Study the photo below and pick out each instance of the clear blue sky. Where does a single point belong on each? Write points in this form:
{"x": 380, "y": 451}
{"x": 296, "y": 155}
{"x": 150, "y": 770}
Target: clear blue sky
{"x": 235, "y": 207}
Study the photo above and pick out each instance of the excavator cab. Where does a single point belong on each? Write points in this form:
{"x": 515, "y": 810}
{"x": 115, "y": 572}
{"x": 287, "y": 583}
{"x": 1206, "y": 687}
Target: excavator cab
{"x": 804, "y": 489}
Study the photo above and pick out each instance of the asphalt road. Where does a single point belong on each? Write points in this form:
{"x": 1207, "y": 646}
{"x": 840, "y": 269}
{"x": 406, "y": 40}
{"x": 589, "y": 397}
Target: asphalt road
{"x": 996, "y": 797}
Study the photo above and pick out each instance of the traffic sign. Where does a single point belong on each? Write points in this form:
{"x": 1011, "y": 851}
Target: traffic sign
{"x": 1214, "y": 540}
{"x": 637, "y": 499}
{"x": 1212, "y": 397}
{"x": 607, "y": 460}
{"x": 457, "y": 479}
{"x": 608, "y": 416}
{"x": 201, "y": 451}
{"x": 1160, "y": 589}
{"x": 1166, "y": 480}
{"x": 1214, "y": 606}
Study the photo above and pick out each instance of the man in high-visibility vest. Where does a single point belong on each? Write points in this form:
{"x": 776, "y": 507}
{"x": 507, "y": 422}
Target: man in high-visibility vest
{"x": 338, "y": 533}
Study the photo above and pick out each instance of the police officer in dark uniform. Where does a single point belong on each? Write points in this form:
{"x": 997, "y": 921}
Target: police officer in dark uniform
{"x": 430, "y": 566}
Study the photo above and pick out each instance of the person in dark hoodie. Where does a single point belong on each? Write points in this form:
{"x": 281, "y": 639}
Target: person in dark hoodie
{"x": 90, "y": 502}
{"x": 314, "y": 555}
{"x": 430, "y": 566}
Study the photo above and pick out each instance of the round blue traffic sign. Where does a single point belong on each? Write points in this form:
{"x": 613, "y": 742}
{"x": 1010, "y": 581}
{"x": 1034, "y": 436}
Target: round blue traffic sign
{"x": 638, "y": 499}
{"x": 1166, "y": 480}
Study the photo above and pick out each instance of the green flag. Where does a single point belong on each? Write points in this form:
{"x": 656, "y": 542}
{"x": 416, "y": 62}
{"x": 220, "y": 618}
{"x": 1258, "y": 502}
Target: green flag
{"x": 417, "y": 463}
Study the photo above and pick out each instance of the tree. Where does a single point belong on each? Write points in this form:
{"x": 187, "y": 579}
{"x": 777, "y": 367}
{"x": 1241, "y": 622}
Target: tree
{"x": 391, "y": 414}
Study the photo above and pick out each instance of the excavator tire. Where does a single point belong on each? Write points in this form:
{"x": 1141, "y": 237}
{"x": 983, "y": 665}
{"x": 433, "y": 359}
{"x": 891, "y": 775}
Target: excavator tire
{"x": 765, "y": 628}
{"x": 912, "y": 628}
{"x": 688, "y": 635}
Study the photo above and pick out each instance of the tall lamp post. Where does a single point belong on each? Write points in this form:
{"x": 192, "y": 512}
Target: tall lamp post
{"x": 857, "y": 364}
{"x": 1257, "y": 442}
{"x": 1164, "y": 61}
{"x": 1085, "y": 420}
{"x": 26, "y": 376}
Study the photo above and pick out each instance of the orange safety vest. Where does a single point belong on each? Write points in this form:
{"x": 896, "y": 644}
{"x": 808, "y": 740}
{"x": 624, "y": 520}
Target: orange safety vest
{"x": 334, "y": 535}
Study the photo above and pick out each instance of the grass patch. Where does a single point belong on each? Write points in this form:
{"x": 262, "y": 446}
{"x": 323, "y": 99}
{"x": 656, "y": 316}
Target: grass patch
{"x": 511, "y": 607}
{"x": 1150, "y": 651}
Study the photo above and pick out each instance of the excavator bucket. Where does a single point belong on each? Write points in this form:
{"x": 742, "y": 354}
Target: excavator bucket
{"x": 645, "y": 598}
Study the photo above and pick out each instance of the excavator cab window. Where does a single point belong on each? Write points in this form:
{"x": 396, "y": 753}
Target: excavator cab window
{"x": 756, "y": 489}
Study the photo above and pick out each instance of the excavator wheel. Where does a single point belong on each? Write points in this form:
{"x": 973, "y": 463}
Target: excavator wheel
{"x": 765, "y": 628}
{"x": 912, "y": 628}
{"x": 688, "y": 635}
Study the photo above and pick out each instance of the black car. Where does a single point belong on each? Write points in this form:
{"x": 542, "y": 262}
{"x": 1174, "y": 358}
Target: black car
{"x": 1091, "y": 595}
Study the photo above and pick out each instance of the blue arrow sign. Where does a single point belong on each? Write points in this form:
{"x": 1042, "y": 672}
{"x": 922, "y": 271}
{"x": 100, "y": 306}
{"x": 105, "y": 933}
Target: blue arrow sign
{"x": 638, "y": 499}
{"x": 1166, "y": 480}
────
• TASK BRIEF: Repeat the material above in full, quoting it exactly.

• REPLY TO THE TASK:
Study the photo below and pick out each instance of the clear blue sky. Where does a single point belong on each? Write points in this form:
{"x": 380, "y": 451}
{"x": 296, "y": 155}
{"x": 150, "y": 770}
Target: clear blue sky
{"x": 235, "y": 207}
Study the photo above and pick out each instance of the excavator cab. Where does a single point belong on each? Write points in this form:
{"x": 515, "y": 810}
{"x": 115, "y": 572}
{"x": 287, "y": 583}
{"x": 1206, "y": 687}
Target: excavator cab
{"x": 804, "y": 489}
Study the photo above and pick out each instance of the asphalt road. Where does a single point belong on each? Write points in this form:
{"x": 1207, "y": 646}
{"x": 840, "y": 269}
{"x": 406, "y": 40}
{"x": 589, "y": 397}
Target: asphalt road
{"x": 996, "y": 797}
Study the photo above and pick out each instance of the traffic sign. Where does a single point belong on each? Write points in this form:
{"x": 1011, "y": 851}
Target: traffic sign
{"x": 1214, "y": 540}
{"x": 637, "y": 499}
{"x": 1212, "y": 397}
{"x": 607, "y": 460}
{"x": 457, "y": 479}
{"x": 608, "y": 416}
{"x": 201, "y": 451}
{"x": 1160, "y": 589}
{"x": 1166, "y": 480}
{"x": 1214, "y": 606}
Study the photo above and pick out each instance of the man in high-visibility vest. Where does a single point belong on each? Write points in this form:
{"x": 776, "y": 507}
{"x": 507, "y": 422}
Target: man in high-visibility vest
{"x": 338, "y": 533}
Study the photo above and pick out each instance of the police officer in dark uniform. Where does a single point belong on each? Write points in this form:
{"x": 997, "y": 921}
Target: police officer in dark uniform
{"x": 430, "y": 566}
Study the photo above and pick out each instance of the person in dark hoodie. Where does a single point belong on each? Write points in this form:
{"x": 281, "y": 639}
Target: person in dark hoodie
{"x": 90, "y": 502}
{"x": 314, "y": 555}
{"x": 430, "y": 566}
Study the photo above and pick out each instance of the round blue traffic sign. Where does a single point belong on each? Write points in this form:
{"x": 613, "y": 742}
{"x": 1010, "y": 581}
{"x": 1034, "y": 436}
Target: round blue traffic sign
{"x": 638, "y": 499}
{"x": 1166, "y": 480}
Study the photo above and pick out each instance of the green flag. Where does a single point belong on each? Write points in this form:
{"x": 656, "y": 542}
{"x": 416, "y": 62}
{"x": 220, "y": 618}
{"x": 1258, "y": 502}
Target: green flag
{"x": 417, "y": 463}
Study the photo above and pick out each instance of the tree. Where does a single point belong on each? Write points in this form:
{"x": 187, "y": 579}
{"x": 777, "y": 367}
{"x": 1241, "y": 622}
Target: tree
{"x": 391, "y": 414}
Study the photo above and pick out each instance of the excavator tire. Where does a single point belong on each? Write points in this form:
{"x": 1141, "y": 237}
{"x": 983, "y": 665}
{"x": 433, "y": 359}
{"x": 891, "y": 775}
Target: excavator tire
{"x": 765, "y": 628}
{"x": 912, "y": 628}
{"x": 688, "y": 635}
Study the photo above and pick out each instance of the tall lamp post. Where does a single point belong on each? Write points in this form:
{"x": 192, "y": 512}
Target: tall lamp post
{"x": 857, "y": 364}
{"x": 1257, "y": 442}
{"x": 1164, "y": 61}
{"x": 1085, "y": 420}
{"x": 26, "y": 376}
Study the photo above and pick out each instance of the orange safety vest. Where does a single point belong on each? Write points in this form:
{"x": 896, "y": 644}
{"x": 808, "y": 740}
{"x": 624, "y": 520}
Target: orange safety vest
{"x": 334, "y": 535}
Study the photo above and pick out each instance of the grass patch. Where does a single point belong on each? Write points in this form:
{"x": 262, "y": 446}
{"x": 323, "y": 99}
{"x": 656, "y": 316}
Target: grass patch
{"x": 511, "y": 607}
{"x": 1150, "y": 651}
Study the photo above and pick out each instance of the excavator bucket. Where does a single point belong on each? Write points in this form:
{"x": 742, "y": 354}
Target: excavator bucket
{"x": 645, "y": 598}
Study the photo above and pick out each instance of the excavator cab window. Where does a single point belong on each? Write points in this form:
{"x": 396, "y": 753}
Target: excavator cab window
{"x": 756, "y": 489}
Study the photo above and pick out each instance of the excavator wheel. Where does a single point belong on each? Write points in this form:
{"x": 973, "y": 463}
Target: excavator wheel
{"x": 765, "y": 628}
{"x": 912, "y": 628}
{"x": 688, "y": 635}
Study the photo above and pick out each instance of the black car. Where does a single point belong on each? Write points in this form:
{"x": 542, "y": 262}
{"x": 1174, "y": 358}
Target: black car
{"x": 1091, "y": 595}
Study the photo above and pick out each instance of the blue arrow sign. Where does a single point belong on each? Write points in this form:
{"x": 1042, "y": 672}
{"x": 922, "y": 271}
{"x": 100, "y": 306}
{"x": 105, "y": 933}
Target: blue arrow sign
{"x": 638, "y": 499}
{"x": 1166, "y": 480}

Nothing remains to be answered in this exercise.